§ Texte source:
>>>>>

Ce que les Iraniens recherchent dans une Arménie meurtrie par la guerre : l’alcool, la liberté sociale et peut-être une nouvelle vie

Ce que les Iraniens recherchent dans une Arménie meurtrie par la guerre : l'alcool, la liberté sociale et peut-être une nouvelle vie

Sur cette photo prise dans le centre-ville d’Erevan le 26 novembre 2021, une pancarte en farsi indique : « Salon de massage. Boissons alcoolisées et narguilé offerts. »

(Mehrnoush Cheragh Abadi)
Actualité

Abdi (nom d’emprunt) s’arrête devant l’entrée d’un établissement situé dans la très animée rue Aram, au cœur de la capitale arménienne, Erevan. Au-dessus de la porte vitrée de l’immeuble, on peut lire sur un imposant écriteau en anglais : ‘Children of Armenia Fund’. À l’intérieur, un public en tenue de soirée participe à un événement ; dehors, Abdi observe avec curiosité, le visage collé à la vitre, pour tenter de comprendre de quoi il retourne. Puis, en apercevant l’enseigne en anglais, ses yeux s’illuminent d’espoir, et il demande : « De quel genre d’organisation s’agit-il ? Puis-je faire une demande de fonds ? »

Abdi, 45 ans, père de trois enfants, était enseignant et avait un poste permanent dans la ville iranienne de Karaj. Puis, en octobre 2021, il a tout laissé derrière lui et s’est installé en Arménie, fuyant la crise économique et le régime dictatorial de l’Iran. En Arménie, il s’est inscrit dans une faculté de médecine dentaire dans l’une des nombreuses universités proposant des cours en anglais. Depuis, il est à la recherche de toute source de revenus qui lui permettrait de faire venir sa famille à Erevan, une ville qui souffre encore des conséquences économiques et politiques de la guerre de 2020 dans le Haut-Karabakh, qui se prolonge sous forme d’un conflict avec l’Azerbaïdjan.

Ce n’est pas la qualité de l’enseignement supérieur ni les frais de scolarité plus abordables qui ont amené Abdi en Arménie. La meilleure université de l’Arménie, l’université d’État d’Erevan, est classée 2641e dans l’indice Ranking Web of Universities, tandis que l’Iran compte 54 universités qui y occupent entre la 309e et la 2635e place. Abdi est l’un des plus de 3.000 étudiants iraniens qui ont déménagé en Arménie, dans l’espoir qu’un séjour de quelques années dans ce pays montagneux du Caucase du Sud leur donnerait de meilleures chances de migrer vers un pays occidental.

En quête d’une vie meilleure

« J’en ai fini avec ma vie », explique Abdi pendant l’une de ses longues promenades dans le centre d’Erevan, le loisir le moins cher qu’il ait trouvé dans cette ville. « Les gens de ma génération ont eu la vie gâchée par la République islamique, mais je ne veux pas que mes enfants connaissent le même sort. »

<<<<<

§ Entrées fournies:
>>>>>

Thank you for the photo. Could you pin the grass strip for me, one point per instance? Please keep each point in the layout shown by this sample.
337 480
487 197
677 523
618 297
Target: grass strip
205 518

<<<<<

§ Consignes:
[1] D'après l'article sur les Iraniens en Arménie, pour quelles raisons Abdi s'est-il installé dans ce pays ? Répondez en une à trois phrases.
[2] Selon l'article sur les Iraniens en Arménie, quel rang l'université d'État d'Erevan occupe-t-elle dans l'indice Ranking Web of Universities ?
[3] Rédigez la suite de l'article sur les Iraniens en Arménie à partir de sa dernière phrase.
Les entrées fournies n'interviennent nullement dans ce travail.

§ Réponses attendues:
[1] Abdi a quitté l'Iran pour fuir la crise économique et le régime dictatorial du pays. Ni la qualité de l'enseignement supérieur ni des frais de scolarité plus abordables ne l'ont attiré en Arménie. Comme plus de 3.000 étudiants iraniens, il espère qu'un séjour de quelques années dans ce pays lui donnera de meilleures chances de migrer vers un pays occidental.

[2] Elle y est classée 2641e.

[3]
Juste avant la pandémie, Abdi a été admis à un programme de doctorat en Espagne. À l’époque, toutefois, la plupart des universités offraient un enseignement à distance aux étudiants internationaux, et il a ainsi manqué l’occasion de se rendre en Europe pour tenter d’y trouver « une vie meilleure ». Il a donc changé ses plans et a choisi l’Arménie, une destination facile à atteindre pour les Iraniens. En Arménie, le coût de la vie est moins élevé qu’en Europe, et les Iraniens peuvent s’y rendre sans visa.

« L’Arménie n’est pas un pays européen, mais c’est tout de même bien mieux que l’Iran. Je ne veux pas que ma fille grandisse sous des lois islamiques strictes, qu’elle soit obligée de porter le hijab et de suivre des cours de religion à l’école. J’espère qu’elle pourra un jour vivre et étudier en Occident », confie-t-il à Equal Times.

Comme Abdi, de nombreux autres Iraniens ont atterri dans la capitale arménienne au cours de la dernière décennie. Ceux qui ne trouvent pas de voie directe pour migrer légalement vers des pays comme les États-Unis, le Canada et le Royaume-Uni choisissent l’Arménie comme destination de migration temporaire. Bien qu’il n’existe pas de données officielles attestant du nombre exact d’Iraniens vivant en Arménie, il est inévitable d’entendre des conversations en farsi au détour des rues de style soviétique d’Erevan.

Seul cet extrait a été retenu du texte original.